Pour avoir accompagné de nombreux suicides ces dernières semaines: des histoires de vie très différentes mais toujours la même question qui se pose à un moment pour les familles notamment : « Qu’est-ce que je pense de moi ? Qu’est-ce que je vaux ? Comment puis-je m’aimer tel que je suis ? » Et ce sentiment de culpabilité souvent présent: je me sens coupable et cela m’interdit de m’aimer moi-même.

Trouver la grâce de Dieu
J’ai souvent demandé à des personnes : « Que pense le Seigneur de vous ? » Certains m’ont répondu par des versets bibliques : en fait ce n’était pas la réponse de leur cœur mais de leur tête ! En fait, peu ont pu me répondre ! Je crois que c’est parce que pour beaucoup d’entre nous, il y a un conflit entre le regard de Dieu sur nous et notre propre incapacité à nous aimer tel que nous sommes. Attention, cela ne signifie pas à nous trouver parfaits ou magnifiques à tous points de vue ! Mais à nous aimer dans notre péché comme Jésus Christ nous aime tels que nous sommes et à donner sa vie pour nous. Mais en ceci Dieu prouve son amour envers nous : « Christ est mort pour nous alors que nous étions encore pécheurs. » Romains 5, 8
Dans la parabole, le roi dit ceci à l’homme gracié : « Tu devais toi aussi avoir pitié de ton compagnon, comme j'ai eu pitié de toi. » Et si le Seigneur parlait de nous aussi : arriver à me voir comme Dieu me voit. Parvenir à m’aimer comme Il m’aime ! Me faire grâce parce qu’Il m’a fait grâce. « Tu devais toi aussi avoir pitié de toi, comme j'ai eu pitié de toi. »

# Données:
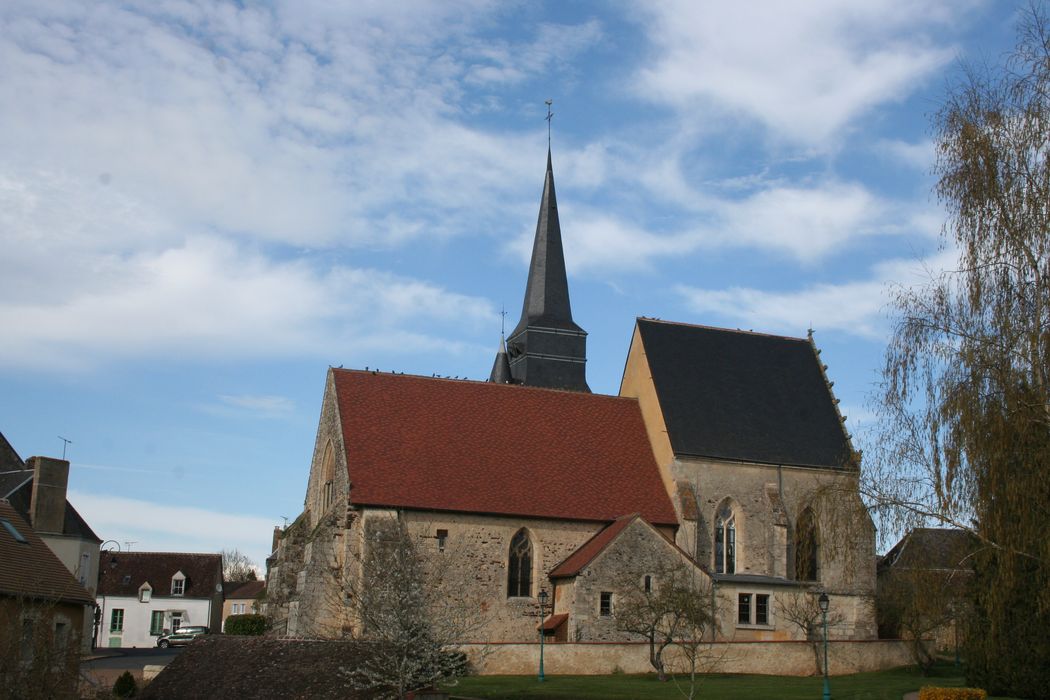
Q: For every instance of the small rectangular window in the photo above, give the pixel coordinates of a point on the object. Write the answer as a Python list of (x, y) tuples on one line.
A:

# Défi:
Recopiez mot pour mot, s'il vous plaît, le passage de la section du document qui va de « Pour avoir accompagné » jusqu'à « de m’aimer moi-même. » inclus.

# Résultat:
Pour avoir accompagné de nombreux suicides ces dernières semaines: des histoires de vie très différentes mais toujours la même question qui se pose à un moment pour les familles notamment : « Qu’est-ce que je pense de moi ? Qu’est-ce que je vaux ? Comment puis-je m’aimer tel que je suis ? » Et ce sentiment de culpabilité souvent présent: je me sens coupable et cela m’interdit de m’aimer moi-même.